REQUIRED WORK => Put the items, starting at the beginning of the items and ending at the line containing "[(92, 252)]", into a two-column CSV with the headers item_text and answer, one row per item. Enclose each field in double quotes and replace its line breaks with spaces.
────────────────
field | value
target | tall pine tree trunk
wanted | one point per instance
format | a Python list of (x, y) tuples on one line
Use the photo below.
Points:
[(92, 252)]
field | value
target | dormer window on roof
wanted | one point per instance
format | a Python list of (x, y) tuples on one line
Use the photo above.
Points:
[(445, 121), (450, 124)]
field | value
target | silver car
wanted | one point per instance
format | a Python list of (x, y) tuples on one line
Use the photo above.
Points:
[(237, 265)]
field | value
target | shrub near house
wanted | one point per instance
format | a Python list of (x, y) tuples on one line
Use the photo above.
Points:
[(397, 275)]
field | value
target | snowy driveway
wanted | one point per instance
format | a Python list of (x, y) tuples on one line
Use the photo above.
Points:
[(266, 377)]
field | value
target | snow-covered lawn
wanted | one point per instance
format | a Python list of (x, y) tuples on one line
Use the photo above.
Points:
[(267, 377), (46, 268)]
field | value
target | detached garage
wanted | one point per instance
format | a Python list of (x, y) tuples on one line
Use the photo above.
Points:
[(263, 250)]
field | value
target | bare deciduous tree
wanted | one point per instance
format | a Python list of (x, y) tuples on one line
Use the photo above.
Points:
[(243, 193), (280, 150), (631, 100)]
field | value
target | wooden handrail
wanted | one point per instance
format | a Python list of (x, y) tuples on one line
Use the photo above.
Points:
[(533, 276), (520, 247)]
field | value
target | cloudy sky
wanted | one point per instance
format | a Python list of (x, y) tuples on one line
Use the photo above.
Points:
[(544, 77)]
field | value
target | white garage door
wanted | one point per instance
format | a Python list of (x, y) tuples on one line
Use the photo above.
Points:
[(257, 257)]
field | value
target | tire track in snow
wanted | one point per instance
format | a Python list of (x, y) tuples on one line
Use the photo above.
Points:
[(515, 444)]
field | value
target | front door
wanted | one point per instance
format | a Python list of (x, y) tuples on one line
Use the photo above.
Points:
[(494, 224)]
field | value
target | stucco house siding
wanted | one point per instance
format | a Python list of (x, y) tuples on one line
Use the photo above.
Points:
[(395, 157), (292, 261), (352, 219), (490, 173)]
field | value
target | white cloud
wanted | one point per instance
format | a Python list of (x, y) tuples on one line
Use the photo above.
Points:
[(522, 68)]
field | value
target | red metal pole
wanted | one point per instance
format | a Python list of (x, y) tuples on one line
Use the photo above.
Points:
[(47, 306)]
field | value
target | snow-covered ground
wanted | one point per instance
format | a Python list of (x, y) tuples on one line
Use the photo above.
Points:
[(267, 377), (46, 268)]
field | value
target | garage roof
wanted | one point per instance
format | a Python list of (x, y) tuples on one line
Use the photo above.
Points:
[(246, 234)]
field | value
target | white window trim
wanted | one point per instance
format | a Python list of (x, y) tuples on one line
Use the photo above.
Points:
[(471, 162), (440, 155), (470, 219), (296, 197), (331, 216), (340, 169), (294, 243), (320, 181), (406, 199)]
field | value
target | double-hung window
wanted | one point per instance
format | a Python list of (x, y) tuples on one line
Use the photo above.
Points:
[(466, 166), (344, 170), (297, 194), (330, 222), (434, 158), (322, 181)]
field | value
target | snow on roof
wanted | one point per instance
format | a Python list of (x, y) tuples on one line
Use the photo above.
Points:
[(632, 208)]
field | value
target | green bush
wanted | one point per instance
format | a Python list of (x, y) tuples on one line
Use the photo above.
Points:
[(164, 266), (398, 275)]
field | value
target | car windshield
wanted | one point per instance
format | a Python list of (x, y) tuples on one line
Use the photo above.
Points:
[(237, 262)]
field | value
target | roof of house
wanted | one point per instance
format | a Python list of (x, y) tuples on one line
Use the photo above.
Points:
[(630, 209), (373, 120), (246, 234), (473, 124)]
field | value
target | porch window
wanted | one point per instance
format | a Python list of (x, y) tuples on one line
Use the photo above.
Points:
────────────────
FINAL RESULT =>
item_text,answer
"field | value target | tall pine tree trunk wanted | one point per instance format | a Python list of (x, y) tuples on one line Use the photo below. Points:","[(92, 252)]"